Records for the exercise START

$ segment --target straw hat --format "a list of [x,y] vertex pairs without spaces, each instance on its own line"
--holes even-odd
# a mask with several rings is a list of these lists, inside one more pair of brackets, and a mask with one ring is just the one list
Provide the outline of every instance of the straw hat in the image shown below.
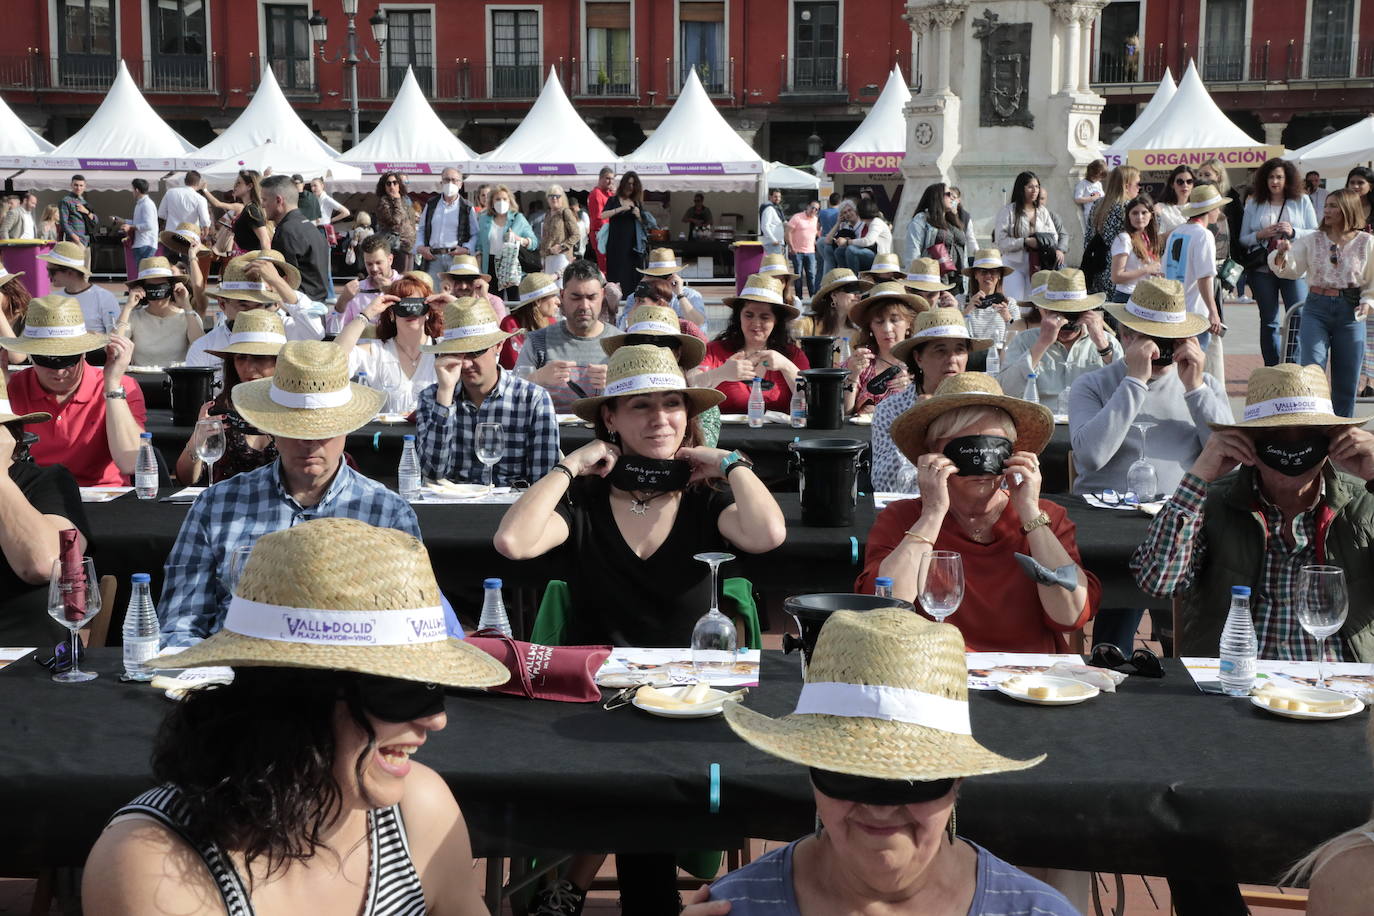
[[425,545],[352,518],[258,538],[223,627],[158,663],[321,668],[446,687],[494,687],[510,677],[492,656],[448,636]]
[[1004,277],[1016,272],[1016,268],[1008,267],[1002,263],[1002,250],[1000,248],[979,248],[973,253],[973,263],[965,267],[960,273],[966,277],[971,277],[975,270],[1000,270]]
[[812,306],[815,306],[816,300],[829,296],[842,286],[857,286],[859,292],[867,292],[873,288],[873,281],[854,276],[854,271],[848,267],[836,267],[821,279],[821,288],[811,295]]
[[1287,426],[1363,426],[1369,418],[1338,417],[1331,409],[1331,385],[1321,366],[1280,363],[1260,366],[1245,386],[1239,423],[1208,423],[1212,429],[1269,429]]
[[957,779],[1045,759],[1003,757],[973,738],[964,638],[895,607],[830,615],[795,712],[773,719],[734,700],[725,721],[765,753],[870,779]]
[[81,303],[60,293],[31,300],[23,332],[18,337],[0,337],[0,347],[33,356],[76,356],[100,350],[109,342],[109,335],[87,331]]
[[686,372],[695,369],[706,355],[706,344],[700,338],[682,333],[677,312],[662,305],[638,305],[630,310],[625,333],[601,338],[601,349],[607,356],[629,343],[631,334],[651,334],[673,337],[678,341],[677,364]]
[[245,356],[276,356],[286,346],[286,326],[276,311],[249,309],[234,318],[234,330],[229,345],[222,350],[206,350],[220,359],[233,359],[235,353]]
[[762,302],[781,311],[783,321],[791,321],[801,314],[801,309],[782,301],[782,281],[777,279],[777,274],[751,274],[738,296],[725,296],[721,302],[730,308],[742,308],[746,302]]
[[954,289],[953,284],[940,279],[940,262],[934,258],[912,258],[902,283],[911,289],[919,289],[926,293]]
[[533,305],[545,296],[558,295],[558,278],[553,274],[525,274],[520,278],[520,298],[511,306],[511,311]]
[[970,353],[992,346],[991,340],[975,338],[968,332],[968,323],[958,309],[930,309],[916,316],[910,337],[892,345],[892,358],[900,363],[921,344],[950,339],[967,341]]
[[1183,214],[1184,219],[1192,219],[1200,216],[1208,210],[1216,210],[1226,206],[1227,198],[1221,196],[1221,191],[1214,184],[1200,184],[1194,186],[1192,193],[1188,195],[1187,202],[1179,206],[1178,212]]
[[[859,276],[871,277],[873,282],[877,283],[889,279],[887,276],[888,274],[906,275],[906,271],[902,270],[902,262],[897,257],[896,252],[880,252],[874,255],[872,265],[869,266],[868,270],[861,271]],[[901,277],[897,279],[901,279]]]
[[138,262],[138,276],[125,285],[142,286],[146,280],[171,280],[176,275],[176,271],[172,270],[172,262],[166,258],[144,258]]
[[301,272],[296,269],[296,265],[286,263],[286,257],[275,248],[245,251],[234,260],[243,261],[244,264],[252,264],[254,261],[271,261],[277,266],[277,270],[281,271],[281,275],[286,278],[287,286],[292,289],[301,288]]
[[766,254],[763,256],[763,263],[759,265],[759,273],[781,280],[783,277],[797,279],[797,274],[793,272],[792,265],[787,261],[785,254]]
[[91,254],[79,242],[58,242],[52,246],[52,251],[40,254],[38,260],[74,270],[88,280],[91,278]]
[[649,263],[640,268],[639,272],[646,277],[671,277],[682,270],[682,264],[678,262],[677,252],[671,248],[655,248],[649,252]]
[[1083,271],[1076,267],[1063,270],[1040,271],[1038,279],[1044,284],[1036,284],[1031,290],[1030,301],[1052,312],[1090,312],[1107,298],[1106,293],[1089,293],[1088,281]]
[[849,309],[849,320],[856,327],[866,328],[874,309],[891,302],[902,302],[920,314],[930,310],[930,302],[925,296],[918,296],[907,289],[905,283],[888,280],[873,286],[866,296],[854,303]]
[[[237,390],[237,389],[235,389]],[[961,372],[940,383],[935,393],[892,421],[893,443],[912,464],[924,455],[926,429],[936,417],[961,407],[997,407],[1011,414],[1016,426],[1014,452],[1040,454],[1054,434],[1054,414],[1043,404],[1032,404],[1002,393],[997,379],[983,372]]]
[[1181,339],[1207,330],[1207,319],[1188,311],[1183,284],[1150,277],[1135,285],[1126,302],[1108,302],[1107,313],[1133,331],[1150,337]]
[[444,306],[444,336],[438,343],[425,344],[420,349],[425,353],[476,353],[523,333],[501,330],[490,302],[464,296]]
[[0,372],[0,423],[13,423],[16,420],[20,423],[46,423],[51,419],[52,414],[41,410],[15,413],[14,407],[10,405],[10,393],[9,387],[5,383],[5,373]]
[[449,266],[449,269],[440,274],[440,276],[462,277],[463,279],[481,277],[488,283],[491,282],[491,274],[482,273],[481,268],[477,266],[477,258],[470,254],[455,254],[453,256],[453,263]]
[[579,398],[572,403],[572,412],[588,423],[595,423],[601,405],[608,398],[649,394],[654,391],[680,391],[687,399],[687,415],[694,417],[703,410],[715,407],[725,395],[714,388],[691,388],[682,377],[673,353],[667,347],[653,344],[632,344],[621,347],[606,361],[606,387],[598,397]]
[[157,234],[157,240],[177,254],[184,255],[191,250],[193,242],[200,241],[200,227],[195,223],[182,223],[175,229],[163,229]]
[[16,270],[14,273],[10,273],[4,264],[0,264],[0,286],[4,286],[11,280],[18,280],[22,276],[24,276],[24,271]]
[[205,294],[220,299],[246,299],[249,302],[259,302],[265,305],[276,305],[281,302],[281,296],[278,296],[270,285],[261,280],[249,278],[248,265],[250,263],[243,258],[234,258],[225,264],[224,270],[219,275],[219,285],[210,287],[205,291]]
[[271,378],[240,382],[234,409],[265,433],[288,439],[332,439],[364,425],[386,392],[348,380],[348,357],[333,343],[293,340],[277,353]]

Records for the exercise END

▶ [Work task] All lines above holding the word "straw" make up the answer; copy each one.

▶ [Output]
$ segment --target straw hat --format "a list of [x,y] vertex pairs without spaces, each instance on its own line"
Provide the outline of every instance of the straw hat in the image shown below.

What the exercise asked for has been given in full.